Copy out the records in full, word for word, without pictures.

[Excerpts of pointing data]

------------------------------------------------------------------------

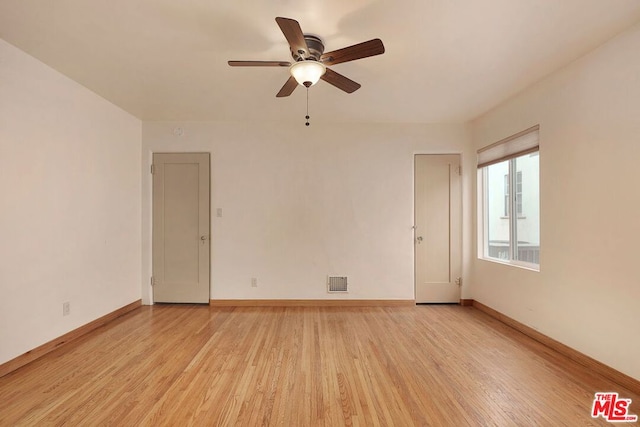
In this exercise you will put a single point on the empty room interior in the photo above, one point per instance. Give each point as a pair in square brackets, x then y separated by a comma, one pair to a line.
[438, 227]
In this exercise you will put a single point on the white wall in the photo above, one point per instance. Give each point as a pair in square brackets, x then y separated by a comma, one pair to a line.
[302, 203]
[70, 204]
[587, 291]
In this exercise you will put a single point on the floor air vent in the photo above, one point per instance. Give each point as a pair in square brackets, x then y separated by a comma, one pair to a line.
[337, 284]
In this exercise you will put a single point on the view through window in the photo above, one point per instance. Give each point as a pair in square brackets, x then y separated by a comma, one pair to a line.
[508, 237]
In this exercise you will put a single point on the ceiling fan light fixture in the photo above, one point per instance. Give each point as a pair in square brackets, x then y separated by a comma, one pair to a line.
[307, 73]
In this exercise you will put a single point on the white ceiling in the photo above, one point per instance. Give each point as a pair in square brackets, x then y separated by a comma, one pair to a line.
[445, 60]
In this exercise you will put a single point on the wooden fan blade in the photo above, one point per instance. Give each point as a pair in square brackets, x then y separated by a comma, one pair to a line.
[357, 51]
[288, 88]
[294, 35]
[259, 63]
[340, 81]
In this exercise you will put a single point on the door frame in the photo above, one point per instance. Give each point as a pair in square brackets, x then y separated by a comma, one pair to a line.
[147, 226]
[460, 219]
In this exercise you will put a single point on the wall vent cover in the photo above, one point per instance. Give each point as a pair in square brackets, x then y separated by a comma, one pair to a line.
[337, 284]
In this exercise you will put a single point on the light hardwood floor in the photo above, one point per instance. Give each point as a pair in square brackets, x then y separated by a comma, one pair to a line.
[298, 366]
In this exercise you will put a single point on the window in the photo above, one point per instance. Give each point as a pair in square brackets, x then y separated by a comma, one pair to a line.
[507, 204]
[509, 175]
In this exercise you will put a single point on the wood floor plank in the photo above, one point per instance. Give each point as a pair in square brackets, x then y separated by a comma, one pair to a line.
[303, 366]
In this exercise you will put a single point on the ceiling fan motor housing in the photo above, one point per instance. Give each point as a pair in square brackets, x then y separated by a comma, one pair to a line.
[315, 49]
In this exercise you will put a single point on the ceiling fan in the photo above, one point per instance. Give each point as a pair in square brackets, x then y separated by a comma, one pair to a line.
[310, 61]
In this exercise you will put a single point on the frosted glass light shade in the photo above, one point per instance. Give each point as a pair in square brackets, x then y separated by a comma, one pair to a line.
[307, 73]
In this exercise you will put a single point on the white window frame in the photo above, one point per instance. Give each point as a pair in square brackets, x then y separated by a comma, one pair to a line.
[508, 149]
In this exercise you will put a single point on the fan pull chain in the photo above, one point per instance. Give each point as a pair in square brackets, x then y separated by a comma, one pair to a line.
[307, 116]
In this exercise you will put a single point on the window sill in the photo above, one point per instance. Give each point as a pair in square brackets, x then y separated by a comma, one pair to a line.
[518, 264]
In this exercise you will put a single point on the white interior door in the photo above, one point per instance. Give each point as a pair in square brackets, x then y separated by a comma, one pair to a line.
[181, 248]
[438, 223]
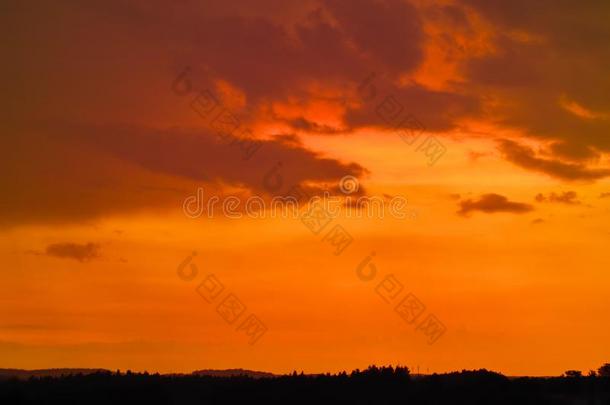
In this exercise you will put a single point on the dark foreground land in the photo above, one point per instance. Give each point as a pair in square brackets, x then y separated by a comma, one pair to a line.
[372, 386]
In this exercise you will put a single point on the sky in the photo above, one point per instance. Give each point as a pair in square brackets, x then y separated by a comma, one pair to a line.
[124, 120]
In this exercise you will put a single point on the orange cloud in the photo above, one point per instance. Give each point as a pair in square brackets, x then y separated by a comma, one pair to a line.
[493, 203]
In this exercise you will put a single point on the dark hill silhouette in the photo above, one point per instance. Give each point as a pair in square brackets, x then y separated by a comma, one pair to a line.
[6, 373]
[234, 372]
[375, 385]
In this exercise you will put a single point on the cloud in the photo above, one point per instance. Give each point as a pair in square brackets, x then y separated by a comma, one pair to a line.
[549, 83]
[68, 250]
[526, 157]
[127, 168]
[492, 203]
[567, 197]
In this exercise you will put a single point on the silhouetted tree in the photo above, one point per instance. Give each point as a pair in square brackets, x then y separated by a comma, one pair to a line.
[604, 371]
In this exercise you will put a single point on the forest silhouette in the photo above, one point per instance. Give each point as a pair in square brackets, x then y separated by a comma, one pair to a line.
[375, 385]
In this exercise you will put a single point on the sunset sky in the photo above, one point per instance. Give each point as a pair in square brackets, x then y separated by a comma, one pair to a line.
[116, 112]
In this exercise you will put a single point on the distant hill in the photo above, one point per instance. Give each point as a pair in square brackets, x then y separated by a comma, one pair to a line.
[234, 372]
[6, 373]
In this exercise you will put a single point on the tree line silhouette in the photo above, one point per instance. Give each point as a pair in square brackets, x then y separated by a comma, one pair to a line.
[375, 385]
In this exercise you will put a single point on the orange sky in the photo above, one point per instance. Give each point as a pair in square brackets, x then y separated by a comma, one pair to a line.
[506, 236]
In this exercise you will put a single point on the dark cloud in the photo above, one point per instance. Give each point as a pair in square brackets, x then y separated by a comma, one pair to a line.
[81, 252]
[527, 158]
[567, 197]
[83, 172]
[492, 203]
[546, 70]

------------------------------------------------------------------------

[Solution for this task]:
In this exercise you will put a single point on the empty room interior in the photo above, one point per instance. Give each point as a pair in square brackets, x then y separated by a comma, one pair to a line.
[438, 227]
In this exercise you will put a single point on the white wall in the photo above, one point per instance. Give each point as a pair in square brackets, x then y separated by a comma, one pair to a line.
[302, 203]
[70, 204]
[587, 291]
In this exercise you will put a single point on the floor air vent in the photo above, one point per instance. Give each point as a pair in square brackets, x then y separated by a comma, one pair to a line.
[337, 284]
In this exercise you will put a single point on the view through window in the photo above, one point per instance. Give each point as a pair in square brackets, x then y separated by a comma, one pair to a line.
[508, 237]
In this exercise you will put a single point on the ceiling fan light fixture in the photo above, one point per instance. Give each point as a pair in square brackets, x then y separated by a comma, one pair to a line.
[307, 73]
In this exercise you will put a single point on the white ceiling in the photo above, one point per instance. Give each point as a pair in square brackets, x then y separated by a comma, one pair to a line.
[445, 60]
In this exercise you will put a single point on the wooden fan blade in the photo above, one point per instance. Give each point as a pair in square brackets, x then y separated by a comma, one pair to a line.
[357, 51]
[288, 88]
[294, 35]
[259, 63]
[340, 81]
In this exercise you will put a single point on the door frame in the photo above, one point per instance. Give each point as a pair in square brackets, x then y separated by a comma, one pair to a line.
[147, 226]
[460, 219]
In this exercise you will put a single point on the wall vent cover in the photo above, one point per instance. Give each point as a pair in square brackets, x then y separated by a comma, one pair to a line.
[337, 284]
In this exercise you will put a single point on the light hardwood floor in the photo above, one point per instance. Give each point as a pair in square brackets, x then y separated by a comma, one pair to a line.
[298, 366]
In this exercise you will put a single point on the window in the photo above, one point per instance. Give each point as a pair in square brackets, x then y separated by a comma, one pair to a line.
[507, 204]
[509, 175]
In this exercise you will put a single point on the wood floor plank in the photo above, one point per instance. Give each point as a pair in square brackets, x then y separated by a comma, one pair to a line.
[303, 366]
In this exercise you will put a single point on the ceiling fan motor housing in the photo above, one point per instance. Give each point as a pair in square brackets, x then y separated by a comma, one pair to a line.
[315, 49]
In this exercise you will put a single point on the ceiling fan in the photo above, one point per instance. Give each point as a pair in square brackets, x then y separated by a comma, one pair to a line.
[310, 61]
In this exercise you will put a single point on the frosted glass light shade in the photo above, one point per instance. Give each point as a pair in square brackets, x then y separated by a comma, one pair to a line.
[307, 73]
In this exercise you will put a single point on the white window frame in the photo above, one point per instance. Give each point as a pair in square brackets, x then y separated by a comma, one pair to a line.
[508, 149]
In this exercise you will put a single point on the fan pull chain in the photo above, one point per instance. Give each point as a pair in square brackets, x then y separated by a comma, one pair to a line.
[307, 116]
In this exercise you will put a single point on the window sill in the photo above, one point per instance. Give each point as a pair in square brackets, x then y separated by a comma, one pair to a line.
[518, 264]
In this exercise you will put a single point on the white interior door in the photo above, one point per instance. Give each point as a pair in square brackets, x then y separated by a comma, one pair to a line.
[181, 248]
[438, 223]
In this exercise you will put a single point on the dark foreground land in the photo above, one point per instance. Give each point as a pair in square brackets, x then y separated by a comma, one pair to a line.
[372, 386]
In this exercise you will put a single point on the sky in the photo above, one point per instance. Give each point as a pair in square brackets, x then y separated by a comma, one pair to a line.
[124, 120]
In this exercise you will put a single point on the orange cloud in the photo above, one point per instance. Give each point as a pair in square brackets, x then y separated by a comma, one pair to a line.
[493, 203]
In this exercise you will put a single point on the dark hill silhouette in the photo above, one point per instance. Give each point as a pair in square brackets, x then y separated by a comma, one pair to a line.
[6, 373]
[234, 372]
[375, 385]
In this exercise you will put a single point on the cloud in the photo above, one point per instance. Give each point as a pair in square brackets, x then y separated by a comma, one pair to a line.
[549, 83]
[68, 250]
[526, 157]
[127, 168]
[492, 203]
[567, 197]
In this exercise you will put a single point on the silhouetted tree in the photo above, one point per instance. Give each point as a pair in square brackets, x then y separated by a comma, one pair to a line.
[604, 371]
In this exercise you will put a single point on the forest silhouette in the photo above, one point per instance. Give each point as a pair in square brackets, x then y separated by a comma, one pair to a line.
[375, 385]
In this exercise you will put a single point on the sunset sky in the photo above, one point per instance. Give each point as a pair in square brackets, x then y separated by a comma, one pair to a line.
[116, 112]
In this exercise you will put a single point on the distant hill in the photo above, one point per instance. Give each point as a pair in square brackets, x then y separated by a comma, one pair to a line.
[234, 372]
[6, 373]
In this exercise you will put a single point on the tree line silhouette in the photo above, one point per instance. Give each point as a pair in square brackets, x then y separated by a comma, one pair to a line.
[375, 385]
In this exercise you will put a single point on the orange sky in the photo above, one point per instance. Give each point as a pair in square brackets, x then y separated by a comma, one pair to a line.
[506, 236]
In this exercise you will put a single point on the dark cloud in the photo above, one point per instance. Give each point as a pair in square brackets, x then y separated by a comma, one pair to a line.
[81, 252]
[527, 158]
[567, 197]
[83, 172]
[492, 203]
[546, 70]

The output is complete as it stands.